DIRECTIVE:
Answer these questions using the fundraising message below.
1. How many goals did the writer propose for the foundation more than two years earlier?
2. What uptime did the infrastructure goal call for?
3. What does the writer say the Wikimedia server cluster needs?

READING PASSAGE:
[Foundation-l] Fundraising season launch

SJ Klein meta.sj at gmail.com
Wed Oct 11 05:28:24 UTC 2006


We need a fund drive focused on robustness and reliability.

Discussion about what new projects to promote is important, but we still 
lack medium-term and long-term plans for making the most basic maintenance 
of the projects robust and self-sustaining.  There are serious puzzles and 
issues related to technical scalability, with theoretical solutions, which 
would benefit from more attention.  And part of robustness is robustness
under budget cuts.

Two+ years ago, I proposed five goals that I hoped the foundation would 
address.  One of these was developing an infrastructure that could support 
a thousand million hits a day with 99.9% uptime, in a self-sustaining 
fashion that only required $50k/yr and 1 full-time employee for upkeep.  
http://meta.wikimedia.org/wiki/Three-year_plan

We are now close to a thousand million hits a day, with improving uptime; 
but have made little progress in slowing, not to mention reversing, the 
growth of annual upkeep (yahoo's kindness last spring has not yet become
the first of many).
 
I firmly believe that the foundation should be focusing on reducing the 
annual cost and complexity of running core operations, and that the 
Wikimedia server cluster needs an endowment.  This becomes more true 
when people within the community start to feel Wikipedia is 'old hat' 
and a solved problem, and become fixed on attacking new problems before
wrapping up that old one.  

Basic needs which an endowment could support:

* buying the most basic infrastructure: bandwidth, machines and other
hardware (that which cannot be / has not yet been donated)
* a project to work on the scalability and reliability of the WP
infrastructure (including the capacity to accept more distributed donations
of hardware and bandwidth)
* a project to pursue bandwidth and hardware/maintenance contributions.
With proper attention, considering our support in the tech community, we
should be able to eliminate these expenses -- and safeguard their 
continued coverage for the next five or ten years.

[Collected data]
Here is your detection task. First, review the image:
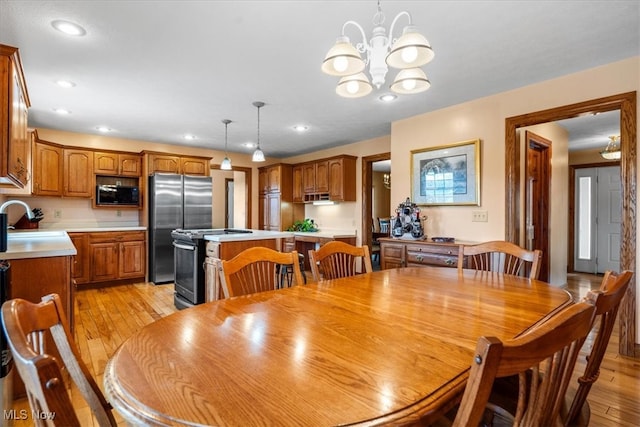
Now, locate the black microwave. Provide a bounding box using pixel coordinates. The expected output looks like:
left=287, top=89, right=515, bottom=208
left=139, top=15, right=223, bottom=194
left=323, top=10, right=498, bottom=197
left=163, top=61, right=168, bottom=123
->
left=96, top=185, right=140, bottom=206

ANSWER TO THE PROBLEM:
1. Five goals.
2. 99.9% uptime.
3. An endowment.